Output all lines exactly.
===== Input data
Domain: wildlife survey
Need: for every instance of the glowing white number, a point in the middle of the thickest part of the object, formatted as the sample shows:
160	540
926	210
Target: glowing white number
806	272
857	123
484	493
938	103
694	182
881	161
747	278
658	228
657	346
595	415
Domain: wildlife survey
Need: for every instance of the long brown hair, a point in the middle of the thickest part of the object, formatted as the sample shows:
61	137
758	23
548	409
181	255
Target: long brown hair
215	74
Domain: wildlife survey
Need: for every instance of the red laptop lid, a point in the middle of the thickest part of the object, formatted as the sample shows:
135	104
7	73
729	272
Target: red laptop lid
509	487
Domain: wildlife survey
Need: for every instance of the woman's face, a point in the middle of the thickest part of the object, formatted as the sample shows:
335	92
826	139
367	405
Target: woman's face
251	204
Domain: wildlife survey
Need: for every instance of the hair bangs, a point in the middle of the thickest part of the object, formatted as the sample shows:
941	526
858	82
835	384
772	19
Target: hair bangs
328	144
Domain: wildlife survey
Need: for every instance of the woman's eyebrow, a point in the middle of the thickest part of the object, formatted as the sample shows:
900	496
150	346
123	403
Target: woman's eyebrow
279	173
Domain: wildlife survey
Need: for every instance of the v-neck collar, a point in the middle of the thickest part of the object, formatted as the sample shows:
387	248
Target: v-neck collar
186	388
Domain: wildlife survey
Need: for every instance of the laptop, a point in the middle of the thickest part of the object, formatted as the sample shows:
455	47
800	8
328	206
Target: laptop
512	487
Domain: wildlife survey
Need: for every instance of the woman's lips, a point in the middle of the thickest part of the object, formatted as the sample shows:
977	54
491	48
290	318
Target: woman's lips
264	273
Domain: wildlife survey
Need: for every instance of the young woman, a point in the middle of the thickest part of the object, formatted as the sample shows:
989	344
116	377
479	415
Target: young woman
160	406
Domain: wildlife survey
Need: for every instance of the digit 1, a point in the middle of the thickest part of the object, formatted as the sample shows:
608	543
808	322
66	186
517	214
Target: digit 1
==========
Task output =>
Domain: wildlife survey
Need: for every instance of the glowing white number, a point in the middle of the thickest part of the object, formatted as the sample shows:
160	540
926	210
Target: glowing white number
806	272
857	123
484	493
938	103
694	182
881	161
747	278
658	228
657	346
595	415
Domain: wildlife survey
Need: for every instance of the long brown hair, a point in the middle of the thickest part of the object, formatted as the sample shows:
61	137
758	23
548	409
181	255
Target: long brown hair
215	74
Domain: wildlife survey
Need: for every instance of the red laptop lid, a point in the middle of the thickest part of the object, formatted as the sample shows:
135	104
7	73
729	272
Target: red laptop lid
509	487
Domain: wildlife survey
Need: for every instance of the woman's face, a point in the middle of the thickest part of the object, formatted as the sample shows:
335	92
826	139
367	405
Target: woman's face
251	204
Domain: wildlife survey
Need: for every instance of the hair bangs, a point in the middle of the thickest part of the object, formatted as the sample shows:
941	526
858	82
835	384
772	19
Target: hair bangs
328	144
Domain: wildlife survey
Need: for every instance of the woman's eyebrow, a point in the middle of the thickest part of the object, formatted as the sample shows:
900	496
150	346
123	403
Target: woman's eyebrow
279	173
Domain: wildlife survey
Need: for every instance of the v-neck collar, a point in the middle of the thickest part of the object, formatted as the sample shows:
387	248
Target: v-neck collar
186	388
Domain: wildlife survey
Need: for every instance of the laptop, a point in the middle of the thickest part of the object, formatted as the sample shows:
455	47
800	8
328	206
Target: laptop
512	487
Domain: wildlife survey
Need: for every instance of the woman's lips, a point in the middle of the thickest part of the object, formatted as the sample shows:
977	54
491	48
290	318
Target: woman's lips
264	273
Domain: wildlife survey
Need: for every instance of the young woman, a point in the middle of the thickest part of the object, formatted as the sample shows:
989	344
116	377
479	415
Target: young woman
160	406
Domain: wildlife survey
Need: for every instance of the digit 1, a point in the middle of the thickest part of the object, formatted as the sample shows:
608	543
808	322
66	186
517	214
Target: digit 1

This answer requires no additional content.